ABOUT THIS TASK = Find the lines below in which the string "floor" occurs. Copy each one.

Start of WORKING DATA

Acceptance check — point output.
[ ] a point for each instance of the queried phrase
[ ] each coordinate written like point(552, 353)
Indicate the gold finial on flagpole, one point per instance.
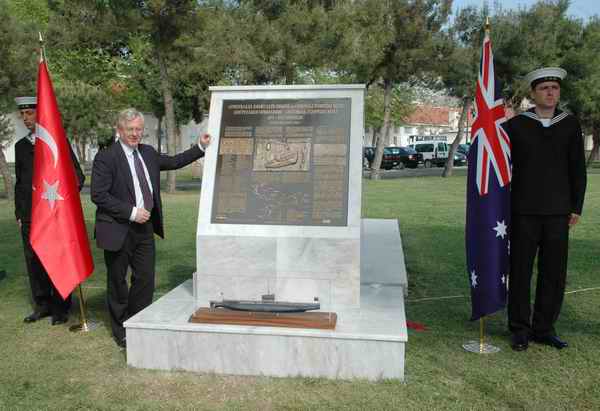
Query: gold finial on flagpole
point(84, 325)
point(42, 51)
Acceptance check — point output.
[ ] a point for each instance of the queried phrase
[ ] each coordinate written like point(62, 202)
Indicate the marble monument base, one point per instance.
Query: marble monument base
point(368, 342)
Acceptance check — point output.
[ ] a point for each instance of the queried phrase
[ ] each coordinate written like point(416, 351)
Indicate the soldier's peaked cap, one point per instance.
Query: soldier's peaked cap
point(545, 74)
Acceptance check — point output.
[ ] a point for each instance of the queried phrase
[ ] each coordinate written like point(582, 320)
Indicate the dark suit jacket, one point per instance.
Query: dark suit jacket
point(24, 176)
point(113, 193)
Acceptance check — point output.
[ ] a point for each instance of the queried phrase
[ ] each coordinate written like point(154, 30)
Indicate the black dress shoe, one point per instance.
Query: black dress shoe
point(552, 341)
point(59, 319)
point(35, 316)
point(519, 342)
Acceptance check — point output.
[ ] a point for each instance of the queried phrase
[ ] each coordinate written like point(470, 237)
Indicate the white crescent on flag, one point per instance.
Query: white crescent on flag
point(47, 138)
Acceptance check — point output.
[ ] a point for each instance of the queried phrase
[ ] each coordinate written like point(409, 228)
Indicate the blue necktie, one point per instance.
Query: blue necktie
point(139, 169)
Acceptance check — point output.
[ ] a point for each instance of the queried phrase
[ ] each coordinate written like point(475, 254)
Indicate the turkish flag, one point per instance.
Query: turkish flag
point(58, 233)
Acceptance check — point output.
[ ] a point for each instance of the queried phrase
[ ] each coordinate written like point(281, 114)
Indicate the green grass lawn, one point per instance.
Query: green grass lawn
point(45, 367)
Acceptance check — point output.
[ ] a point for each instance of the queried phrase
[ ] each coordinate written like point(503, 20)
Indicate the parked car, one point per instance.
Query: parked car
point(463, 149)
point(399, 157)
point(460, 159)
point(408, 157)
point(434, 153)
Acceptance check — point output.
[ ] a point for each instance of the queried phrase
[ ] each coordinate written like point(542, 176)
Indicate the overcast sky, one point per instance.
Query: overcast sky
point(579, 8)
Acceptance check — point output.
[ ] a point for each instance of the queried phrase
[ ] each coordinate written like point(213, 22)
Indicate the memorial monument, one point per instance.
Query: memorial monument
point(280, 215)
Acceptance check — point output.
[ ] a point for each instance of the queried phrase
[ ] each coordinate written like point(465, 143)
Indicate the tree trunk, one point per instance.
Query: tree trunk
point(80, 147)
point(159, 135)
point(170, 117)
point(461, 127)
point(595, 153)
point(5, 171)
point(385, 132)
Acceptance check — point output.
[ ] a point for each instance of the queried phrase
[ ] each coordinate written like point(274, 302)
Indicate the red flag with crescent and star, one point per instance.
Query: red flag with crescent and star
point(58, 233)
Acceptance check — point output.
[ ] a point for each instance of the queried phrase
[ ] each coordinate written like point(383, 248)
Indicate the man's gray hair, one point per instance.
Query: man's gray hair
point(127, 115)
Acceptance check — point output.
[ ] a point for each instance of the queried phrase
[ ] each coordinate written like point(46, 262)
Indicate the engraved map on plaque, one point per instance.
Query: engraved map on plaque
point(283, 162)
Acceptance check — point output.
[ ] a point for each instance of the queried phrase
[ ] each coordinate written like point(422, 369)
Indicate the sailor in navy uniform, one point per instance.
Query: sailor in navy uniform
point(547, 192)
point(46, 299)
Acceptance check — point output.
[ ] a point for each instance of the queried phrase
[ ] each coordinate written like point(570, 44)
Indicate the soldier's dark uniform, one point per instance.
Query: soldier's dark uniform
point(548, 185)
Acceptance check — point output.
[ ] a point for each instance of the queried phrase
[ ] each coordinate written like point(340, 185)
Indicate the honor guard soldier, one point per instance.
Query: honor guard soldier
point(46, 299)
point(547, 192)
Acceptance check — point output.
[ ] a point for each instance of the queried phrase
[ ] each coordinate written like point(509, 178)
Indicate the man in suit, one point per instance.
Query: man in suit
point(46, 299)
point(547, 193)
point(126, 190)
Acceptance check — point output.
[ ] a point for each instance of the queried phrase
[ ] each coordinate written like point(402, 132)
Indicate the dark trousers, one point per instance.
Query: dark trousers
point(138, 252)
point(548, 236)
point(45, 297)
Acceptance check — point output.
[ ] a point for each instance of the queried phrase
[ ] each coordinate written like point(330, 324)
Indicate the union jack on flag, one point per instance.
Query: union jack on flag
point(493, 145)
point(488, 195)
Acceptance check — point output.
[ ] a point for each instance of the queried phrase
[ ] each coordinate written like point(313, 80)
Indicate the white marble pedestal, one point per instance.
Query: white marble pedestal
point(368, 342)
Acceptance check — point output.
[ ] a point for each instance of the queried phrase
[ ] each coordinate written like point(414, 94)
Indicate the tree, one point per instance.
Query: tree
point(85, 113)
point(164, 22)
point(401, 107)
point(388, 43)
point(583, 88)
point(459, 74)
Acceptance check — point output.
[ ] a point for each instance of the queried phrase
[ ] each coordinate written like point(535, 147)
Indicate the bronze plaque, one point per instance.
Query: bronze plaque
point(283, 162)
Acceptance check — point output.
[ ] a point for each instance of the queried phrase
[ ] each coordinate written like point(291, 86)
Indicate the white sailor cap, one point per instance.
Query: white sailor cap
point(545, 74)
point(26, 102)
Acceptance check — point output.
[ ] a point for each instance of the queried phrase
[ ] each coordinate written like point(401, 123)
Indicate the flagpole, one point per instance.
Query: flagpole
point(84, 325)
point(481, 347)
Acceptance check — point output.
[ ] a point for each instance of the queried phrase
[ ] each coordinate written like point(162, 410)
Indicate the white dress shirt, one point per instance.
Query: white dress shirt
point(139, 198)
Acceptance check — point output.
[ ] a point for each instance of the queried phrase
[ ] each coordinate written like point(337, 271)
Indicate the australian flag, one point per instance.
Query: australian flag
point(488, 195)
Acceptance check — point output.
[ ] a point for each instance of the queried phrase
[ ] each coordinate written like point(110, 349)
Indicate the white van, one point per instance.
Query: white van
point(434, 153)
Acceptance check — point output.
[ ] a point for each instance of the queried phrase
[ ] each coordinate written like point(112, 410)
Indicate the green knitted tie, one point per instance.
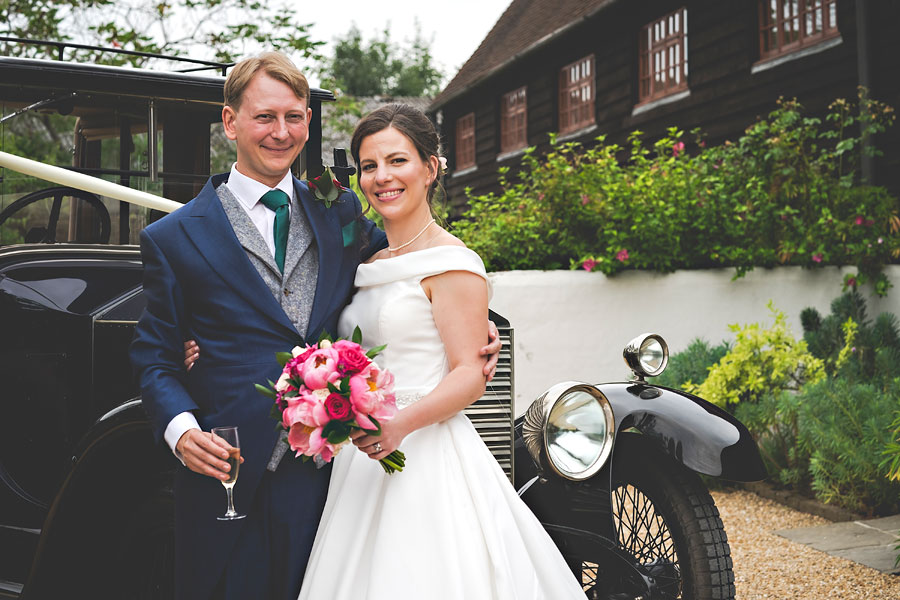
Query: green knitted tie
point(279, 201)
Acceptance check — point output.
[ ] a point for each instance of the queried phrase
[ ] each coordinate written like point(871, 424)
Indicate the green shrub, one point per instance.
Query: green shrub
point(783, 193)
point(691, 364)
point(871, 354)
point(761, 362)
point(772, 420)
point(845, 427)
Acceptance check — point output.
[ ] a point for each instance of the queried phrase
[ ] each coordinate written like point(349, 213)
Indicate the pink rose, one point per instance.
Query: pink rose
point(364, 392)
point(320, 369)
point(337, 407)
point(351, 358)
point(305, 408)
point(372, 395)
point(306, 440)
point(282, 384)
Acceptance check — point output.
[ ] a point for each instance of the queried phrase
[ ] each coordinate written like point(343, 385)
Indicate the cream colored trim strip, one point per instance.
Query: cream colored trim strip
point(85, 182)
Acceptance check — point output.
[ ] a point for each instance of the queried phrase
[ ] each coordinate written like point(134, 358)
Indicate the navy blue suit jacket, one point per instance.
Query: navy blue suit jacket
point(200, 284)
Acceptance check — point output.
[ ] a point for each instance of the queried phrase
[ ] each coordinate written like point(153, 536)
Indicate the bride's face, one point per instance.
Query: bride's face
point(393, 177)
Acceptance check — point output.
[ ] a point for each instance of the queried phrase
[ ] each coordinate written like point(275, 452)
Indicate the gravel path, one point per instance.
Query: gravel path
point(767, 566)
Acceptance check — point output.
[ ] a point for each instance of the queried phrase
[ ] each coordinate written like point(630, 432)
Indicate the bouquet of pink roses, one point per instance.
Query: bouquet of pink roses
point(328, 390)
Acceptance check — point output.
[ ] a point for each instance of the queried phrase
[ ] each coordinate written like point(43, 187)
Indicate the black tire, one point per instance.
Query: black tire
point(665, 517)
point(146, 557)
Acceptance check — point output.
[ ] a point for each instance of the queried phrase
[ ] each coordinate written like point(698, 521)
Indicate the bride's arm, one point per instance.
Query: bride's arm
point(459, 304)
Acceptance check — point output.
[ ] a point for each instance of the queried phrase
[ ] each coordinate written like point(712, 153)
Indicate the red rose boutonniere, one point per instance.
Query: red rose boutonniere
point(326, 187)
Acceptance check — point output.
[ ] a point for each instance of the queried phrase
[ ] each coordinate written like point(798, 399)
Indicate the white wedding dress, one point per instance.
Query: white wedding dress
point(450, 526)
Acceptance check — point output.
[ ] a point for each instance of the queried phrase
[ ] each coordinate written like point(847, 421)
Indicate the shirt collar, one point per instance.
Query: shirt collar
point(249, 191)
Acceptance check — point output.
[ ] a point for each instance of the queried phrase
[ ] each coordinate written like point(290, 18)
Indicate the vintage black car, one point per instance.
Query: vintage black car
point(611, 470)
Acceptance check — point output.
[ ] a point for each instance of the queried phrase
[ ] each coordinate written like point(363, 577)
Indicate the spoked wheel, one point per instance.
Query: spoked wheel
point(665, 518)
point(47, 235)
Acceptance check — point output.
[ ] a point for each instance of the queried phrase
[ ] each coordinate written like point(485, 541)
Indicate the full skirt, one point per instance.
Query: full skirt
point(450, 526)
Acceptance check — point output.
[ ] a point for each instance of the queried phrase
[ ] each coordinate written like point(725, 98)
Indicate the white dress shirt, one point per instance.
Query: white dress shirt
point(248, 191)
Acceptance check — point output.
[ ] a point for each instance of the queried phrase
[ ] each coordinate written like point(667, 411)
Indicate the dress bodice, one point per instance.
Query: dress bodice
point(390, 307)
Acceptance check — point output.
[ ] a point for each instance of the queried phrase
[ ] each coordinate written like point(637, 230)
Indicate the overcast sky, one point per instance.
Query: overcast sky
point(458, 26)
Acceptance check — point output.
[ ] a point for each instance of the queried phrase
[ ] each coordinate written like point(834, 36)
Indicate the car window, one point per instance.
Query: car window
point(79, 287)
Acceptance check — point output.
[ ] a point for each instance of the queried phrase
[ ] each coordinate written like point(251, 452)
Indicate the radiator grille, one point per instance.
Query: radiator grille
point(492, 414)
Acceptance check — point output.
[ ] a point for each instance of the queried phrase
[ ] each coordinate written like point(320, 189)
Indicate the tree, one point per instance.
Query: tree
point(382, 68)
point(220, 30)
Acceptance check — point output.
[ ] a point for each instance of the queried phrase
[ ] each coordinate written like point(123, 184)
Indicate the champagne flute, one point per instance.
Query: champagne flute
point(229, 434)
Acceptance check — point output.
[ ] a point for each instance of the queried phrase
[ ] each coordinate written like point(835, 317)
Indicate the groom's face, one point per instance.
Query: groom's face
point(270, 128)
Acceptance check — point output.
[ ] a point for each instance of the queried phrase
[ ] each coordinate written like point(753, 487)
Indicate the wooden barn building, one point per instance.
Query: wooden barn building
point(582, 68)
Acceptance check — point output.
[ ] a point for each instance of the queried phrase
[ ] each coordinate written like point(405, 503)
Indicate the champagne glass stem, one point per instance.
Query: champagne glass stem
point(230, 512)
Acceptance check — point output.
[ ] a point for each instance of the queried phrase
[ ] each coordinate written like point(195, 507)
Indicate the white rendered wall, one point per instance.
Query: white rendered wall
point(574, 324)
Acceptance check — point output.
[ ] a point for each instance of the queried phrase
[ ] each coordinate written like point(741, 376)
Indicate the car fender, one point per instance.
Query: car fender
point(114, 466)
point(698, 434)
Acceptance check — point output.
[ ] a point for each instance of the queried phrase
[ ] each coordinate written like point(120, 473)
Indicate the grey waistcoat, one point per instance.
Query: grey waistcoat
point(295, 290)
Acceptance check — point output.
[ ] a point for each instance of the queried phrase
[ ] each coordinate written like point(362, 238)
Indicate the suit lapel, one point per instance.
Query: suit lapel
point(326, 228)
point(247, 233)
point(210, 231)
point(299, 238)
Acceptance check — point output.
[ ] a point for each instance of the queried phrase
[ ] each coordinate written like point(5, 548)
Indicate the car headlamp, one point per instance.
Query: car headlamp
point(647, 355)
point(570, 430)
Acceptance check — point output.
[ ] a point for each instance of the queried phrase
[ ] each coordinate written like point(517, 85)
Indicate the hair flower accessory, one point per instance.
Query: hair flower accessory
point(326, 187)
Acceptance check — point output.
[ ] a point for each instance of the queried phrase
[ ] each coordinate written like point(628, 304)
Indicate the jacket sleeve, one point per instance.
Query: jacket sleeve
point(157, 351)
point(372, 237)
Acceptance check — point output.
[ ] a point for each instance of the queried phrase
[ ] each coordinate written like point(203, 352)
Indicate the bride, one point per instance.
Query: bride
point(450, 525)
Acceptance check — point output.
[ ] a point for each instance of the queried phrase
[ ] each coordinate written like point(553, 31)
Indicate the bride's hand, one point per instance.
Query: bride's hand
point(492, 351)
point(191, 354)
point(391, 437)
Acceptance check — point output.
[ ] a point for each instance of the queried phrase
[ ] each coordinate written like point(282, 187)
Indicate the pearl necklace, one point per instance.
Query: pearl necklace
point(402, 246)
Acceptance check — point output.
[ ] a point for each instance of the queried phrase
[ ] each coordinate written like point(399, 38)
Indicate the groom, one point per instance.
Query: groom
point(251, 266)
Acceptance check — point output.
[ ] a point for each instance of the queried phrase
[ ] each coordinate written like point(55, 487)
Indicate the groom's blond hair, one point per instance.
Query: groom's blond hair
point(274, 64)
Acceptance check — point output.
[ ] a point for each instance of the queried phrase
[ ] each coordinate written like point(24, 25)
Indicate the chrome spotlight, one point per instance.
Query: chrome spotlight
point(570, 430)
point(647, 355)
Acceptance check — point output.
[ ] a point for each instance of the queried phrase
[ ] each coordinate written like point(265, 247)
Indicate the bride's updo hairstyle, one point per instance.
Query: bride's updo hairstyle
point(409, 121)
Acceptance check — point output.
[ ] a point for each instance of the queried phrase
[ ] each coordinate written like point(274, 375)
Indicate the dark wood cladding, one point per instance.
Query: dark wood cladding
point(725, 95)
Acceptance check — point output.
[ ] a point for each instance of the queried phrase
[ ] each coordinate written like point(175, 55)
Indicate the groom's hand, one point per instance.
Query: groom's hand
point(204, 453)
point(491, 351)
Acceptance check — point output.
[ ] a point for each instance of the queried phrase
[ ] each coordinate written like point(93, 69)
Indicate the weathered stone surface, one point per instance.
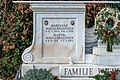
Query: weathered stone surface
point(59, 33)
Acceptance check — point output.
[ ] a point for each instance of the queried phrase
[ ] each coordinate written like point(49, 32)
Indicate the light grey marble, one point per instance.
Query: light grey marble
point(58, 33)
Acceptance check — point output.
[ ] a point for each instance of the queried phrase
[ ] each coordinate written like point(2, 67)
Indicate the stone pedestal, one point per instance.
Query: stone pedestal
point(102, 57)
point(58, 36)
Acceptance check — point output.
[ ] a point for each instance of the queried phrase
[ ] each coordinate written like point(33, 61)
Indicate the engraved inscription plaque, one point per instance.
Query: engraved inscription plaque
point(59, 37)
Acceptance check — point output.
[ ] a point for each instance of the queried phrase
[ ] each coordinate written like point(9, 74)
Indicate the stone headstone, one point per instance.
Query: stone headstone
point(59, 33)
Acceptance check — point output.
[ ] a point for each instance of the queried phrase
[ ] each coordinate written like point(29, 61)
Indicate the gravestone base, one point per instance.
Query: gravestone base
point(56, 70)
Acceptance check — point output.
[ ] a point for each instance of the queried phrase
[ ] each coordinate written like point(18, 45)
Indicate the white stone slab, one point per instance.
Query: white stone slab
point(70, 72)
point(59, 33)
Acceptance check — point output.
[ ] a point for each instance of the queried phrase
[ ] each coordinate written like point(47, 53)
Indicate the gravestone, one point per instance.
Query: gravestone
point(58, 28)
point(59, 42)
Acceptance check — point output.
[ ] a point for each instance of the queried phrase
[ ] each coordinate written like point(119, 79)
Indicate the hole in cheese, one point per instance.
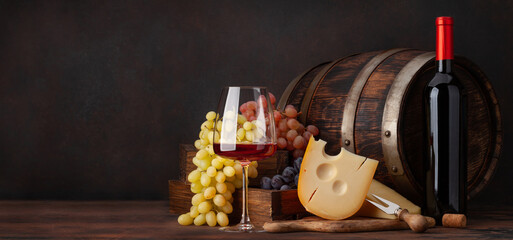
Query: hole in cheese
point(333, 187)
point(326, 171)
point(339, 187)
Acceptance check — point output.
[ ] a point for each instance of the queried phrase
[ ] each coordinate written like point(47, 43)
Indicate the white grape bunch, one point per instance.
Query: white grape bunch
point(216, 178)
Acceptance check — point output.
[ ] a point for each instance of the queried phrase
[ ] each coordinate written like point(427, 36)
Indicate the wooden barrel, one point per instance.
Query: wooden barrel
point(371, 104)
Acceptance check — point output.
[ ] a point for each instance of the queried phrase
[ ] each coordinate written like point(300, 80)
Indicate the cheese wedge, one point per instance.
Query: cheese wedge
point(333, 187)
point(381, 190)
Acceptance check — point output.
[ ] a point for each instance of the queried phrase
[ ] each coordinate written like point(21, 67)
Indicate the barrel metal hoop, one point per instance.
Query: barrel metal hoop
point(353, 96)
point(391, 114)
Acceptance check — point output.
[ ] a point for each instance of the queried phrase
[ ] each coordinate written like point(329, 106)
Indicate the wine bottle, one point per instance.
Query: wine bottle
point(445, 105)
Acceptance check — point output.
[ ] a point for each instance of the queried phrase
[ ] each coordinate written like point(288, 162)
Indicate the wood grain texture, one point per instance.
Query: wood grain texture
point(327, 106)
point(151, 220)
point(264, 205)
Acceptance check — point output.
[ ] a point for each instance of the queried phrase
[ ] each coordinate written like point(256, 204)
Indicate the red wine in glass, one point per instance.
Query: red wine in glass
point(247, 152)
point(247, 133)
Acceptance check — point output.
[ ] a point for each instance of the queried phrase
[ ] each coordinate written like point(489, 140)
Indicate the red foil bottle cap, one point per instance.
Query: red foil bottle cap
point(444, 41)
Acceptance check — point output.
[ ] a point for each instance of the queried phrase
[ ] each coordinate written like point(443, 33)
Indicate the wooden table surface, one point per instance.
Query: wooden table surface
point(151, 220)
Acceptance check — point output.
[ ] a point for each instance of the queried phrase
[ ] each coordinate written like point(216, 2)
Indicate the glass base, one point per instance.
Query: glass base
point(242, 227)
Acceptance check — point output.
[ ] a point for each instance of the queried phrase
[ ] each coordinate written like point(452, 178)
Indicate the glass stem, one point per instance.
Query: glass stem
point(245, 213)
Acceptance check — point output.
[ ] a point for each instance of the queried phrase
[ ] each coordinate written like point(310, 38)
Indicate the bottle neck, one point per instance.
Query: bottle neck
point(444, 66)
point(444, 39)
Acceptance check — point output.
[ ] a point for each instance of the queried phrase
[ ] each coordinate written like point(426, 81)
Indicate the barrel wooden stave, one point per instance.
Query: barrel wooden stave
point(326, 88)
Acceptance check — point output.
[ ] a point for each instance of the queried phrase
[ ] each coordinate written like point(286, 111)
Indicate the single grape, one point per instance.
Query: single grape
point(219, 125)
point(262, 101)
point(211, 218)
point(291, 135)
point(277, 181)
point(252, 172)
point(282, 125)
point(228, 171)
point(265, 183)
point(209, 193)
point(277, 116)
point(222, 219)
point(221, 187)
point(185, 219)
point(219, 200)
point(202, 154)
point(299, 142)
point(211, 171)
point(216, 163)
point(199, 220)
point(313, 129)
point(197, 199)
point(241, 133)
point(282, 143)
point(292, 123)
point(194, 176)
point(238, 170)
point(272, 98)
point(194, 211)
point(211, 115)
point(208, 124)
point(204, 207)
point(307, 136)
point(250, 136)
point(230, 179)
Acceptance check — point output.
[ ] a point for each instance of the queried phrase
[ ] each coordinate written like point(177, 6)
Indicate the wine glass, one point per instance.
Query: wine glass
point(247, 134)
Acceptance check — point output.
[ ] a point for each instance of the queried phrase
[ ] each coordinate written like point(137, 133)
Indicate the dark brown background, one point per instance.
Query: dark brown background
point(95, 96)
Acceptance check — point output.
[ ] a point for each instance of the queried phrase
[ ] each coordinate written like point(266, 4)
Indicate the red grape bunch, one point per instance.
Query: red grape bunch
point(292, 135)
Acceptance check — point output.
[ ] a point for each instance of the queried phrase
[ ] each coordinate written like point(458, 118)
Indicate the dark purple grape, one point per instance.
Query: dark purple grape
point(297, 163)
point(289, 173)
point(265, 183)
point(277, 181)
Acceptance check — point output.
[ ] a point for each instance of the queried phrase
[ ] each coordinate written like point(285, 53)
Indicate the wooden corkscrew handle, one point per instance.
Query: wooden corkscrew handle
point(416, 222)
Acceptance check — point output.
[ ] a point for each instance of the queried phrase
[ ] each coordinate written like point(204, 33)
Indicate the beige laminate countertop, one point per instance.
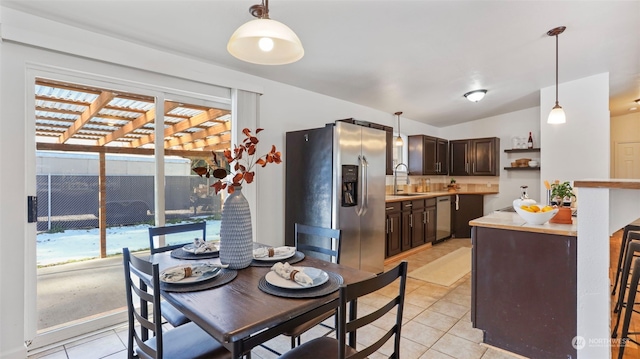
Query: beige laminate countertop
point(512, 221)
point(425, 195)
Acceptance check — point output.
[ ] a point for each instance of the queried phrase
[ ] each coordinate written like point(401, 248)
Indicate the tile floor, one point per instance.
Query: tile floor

End of WORKING DATA

ANSWER TO THE PROBLEM =
Indicate the tile floor, one point per instance.
Query: tile floor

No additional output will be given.